◆ **Text section**
§

My grandma was a trendsetter. She was the first woman in town to wear trousers and she always said a woman wasn’t made to stay at home all day and got a job, plus she made the best meals ever. Christmas eve in 2005, she was feeling quite depressed. She didn’t want to take care the cooking and nothing seemed to cheer her up. In the next few weeks my grandma got a lot worse, she started moving awkwardly, in a very clumsy manner, and she entered catatonic states plus she got disoriented a lot. We went to the doctor, who assigned her a series of tests as well as visits to specialists, changes on medication, etc. After a while, she was diagnosed with depression and a bipolar disorder. The medication left her sitting on a chair, unable to move and barely able to say a word. This period was so bad that she can’t remember most of what happened (she doesn’t remember anything about the day my sister got married, just from the pictures). We were really unhappy with the diagnostic and the strong medication that had left my grandma numb, so we turned to the internet for information. We spent a lot of time with her, so if there was something the doctors had overlooked that could help clarify the diagnose, we had a big chance of finding it out.

§

◆ **Records shown**
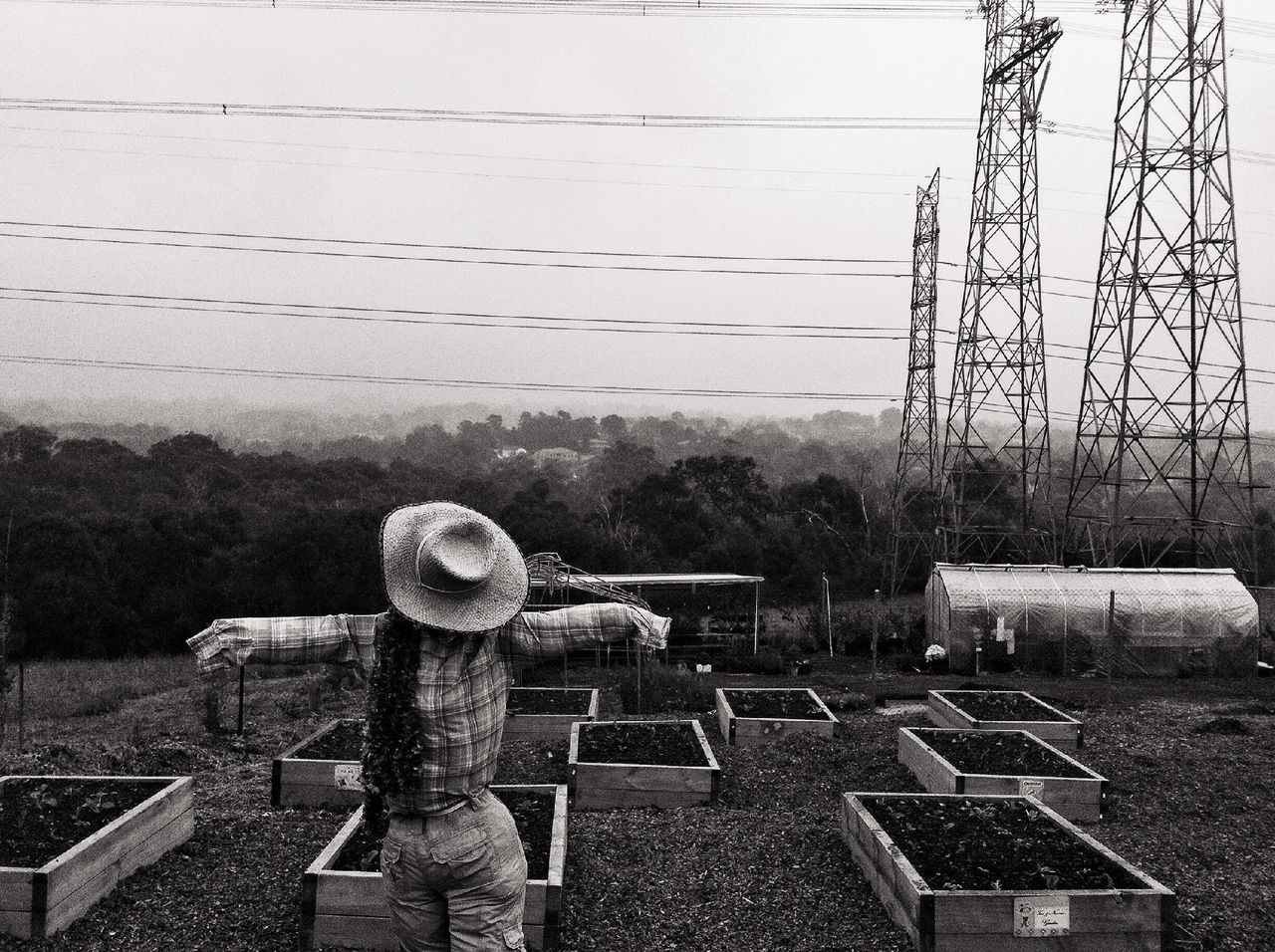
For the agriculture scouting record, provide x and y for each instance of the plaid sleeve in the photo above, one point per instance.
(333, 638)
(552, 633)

§

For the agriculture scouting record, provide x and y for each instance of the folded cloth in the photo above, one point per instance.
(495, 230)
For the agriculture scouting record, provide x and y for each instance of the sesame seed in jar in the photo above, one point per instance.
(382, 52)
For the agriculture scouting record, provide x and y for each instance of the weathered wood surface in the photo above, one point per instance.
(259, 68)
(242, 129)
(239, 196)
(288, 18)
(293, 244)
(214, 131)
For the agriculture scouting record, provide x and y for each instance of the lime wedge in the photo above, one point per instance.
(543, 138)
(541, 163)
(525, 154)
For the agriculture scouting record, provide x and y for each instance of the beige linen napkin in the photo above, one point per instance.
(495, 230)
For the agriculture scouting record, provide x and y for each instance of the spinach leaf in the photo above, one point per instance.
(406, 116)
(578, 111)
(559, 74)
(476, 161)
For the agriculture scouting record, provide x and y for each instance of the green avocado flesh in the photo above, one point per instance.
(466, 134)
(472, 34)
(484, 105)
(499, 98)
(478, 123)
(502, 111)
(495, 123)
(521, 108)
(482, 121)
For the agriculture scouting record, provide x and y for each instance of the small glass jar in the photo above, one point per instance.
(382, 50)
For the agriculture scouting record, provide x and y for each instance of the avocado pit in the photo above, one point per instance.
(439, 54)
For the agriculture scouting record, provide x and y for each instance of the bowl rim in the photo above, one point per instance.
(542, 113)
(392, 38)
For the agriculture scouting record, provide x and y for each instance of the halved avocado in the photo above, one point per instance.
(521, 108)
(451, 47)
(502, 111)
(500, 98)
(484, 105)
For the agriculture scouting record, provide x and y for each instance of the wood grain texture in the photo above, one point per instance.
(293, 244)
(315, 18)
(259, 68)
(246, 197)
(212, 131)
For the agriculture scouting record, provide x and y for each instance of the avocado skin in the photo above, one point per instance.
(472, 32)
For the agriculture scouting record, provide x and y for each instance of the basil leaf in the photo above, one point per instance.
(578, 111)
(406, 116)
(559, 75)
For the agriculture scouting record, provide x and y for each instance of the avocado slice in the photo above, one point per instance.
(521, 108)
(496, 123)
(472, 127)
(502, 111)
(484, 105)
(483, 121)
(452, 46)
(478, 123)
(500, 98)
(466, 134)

§

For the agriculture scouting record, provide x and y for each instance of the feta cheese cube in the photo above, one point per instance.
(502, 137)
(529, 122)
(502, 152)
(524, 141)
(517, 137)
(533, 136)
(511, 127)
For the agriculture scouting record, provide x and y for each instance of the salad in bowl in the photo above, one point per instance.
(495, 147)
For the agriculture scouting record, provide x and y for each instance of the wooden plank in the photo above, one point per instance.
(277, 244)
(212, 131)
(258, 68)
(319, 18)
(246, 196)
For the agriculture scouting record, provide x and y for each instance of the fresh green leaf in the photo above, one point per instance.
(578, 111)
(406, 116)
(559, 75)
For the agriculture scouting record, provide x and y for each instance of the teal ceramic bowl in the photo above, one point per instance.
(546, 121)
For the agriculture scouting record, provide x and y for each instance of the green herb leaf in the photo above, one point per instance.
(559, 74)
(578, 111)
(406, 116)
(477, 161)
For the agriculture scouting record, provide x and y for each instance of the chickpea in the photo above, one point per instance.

§

◆ **Your objective**
Carry on the account of the grandmother's illness, beginning right after its last sentence.

◆ **Exercise output**
Six months after her first hospital visit, my mother remembered reading something at work a couple of years back (she is an agricultural engineer) about the mad cow disease and how to diagnose it in humans. The text also mentioned that the symptoms must not be confused with those of dementia with Lewy bodies, which were similar. My grandma had most of the symptoms so my mother told the doctor about dementia with Lewy bodies in the next visit, but he didn’t pay much attention to it, then she told rest of the family. We kept researching and about 6 months later, my father and his brother decided to stop giving my grandma medication and told the doctor he had to review the diagnosis. She got much better in a matter of days and, in the end, the doctor agreed to change her diagnose and now my grandma has dementia with Lewy bodies, but she can have a conversation and she remembers us. The doctor wasn’t a bad professional nor had anything against us, but his priority were the 40 patients he still had to diagnose and give treatment to, while for my family and I, our only concern and worry was my grandma. In another note, I have to say that doctors and nurses CAN make mistakes, its only human; even I “failed” as I wasn’t the one who found the diagnose for my grandma. The topic is completely taboo in the medical world and generates great pressure and an extremely unhealthy approach to failure (we will have to discuss this in another topic, together with why getting a second opinion shouldn’t be seen as a threat or failure by the doctor).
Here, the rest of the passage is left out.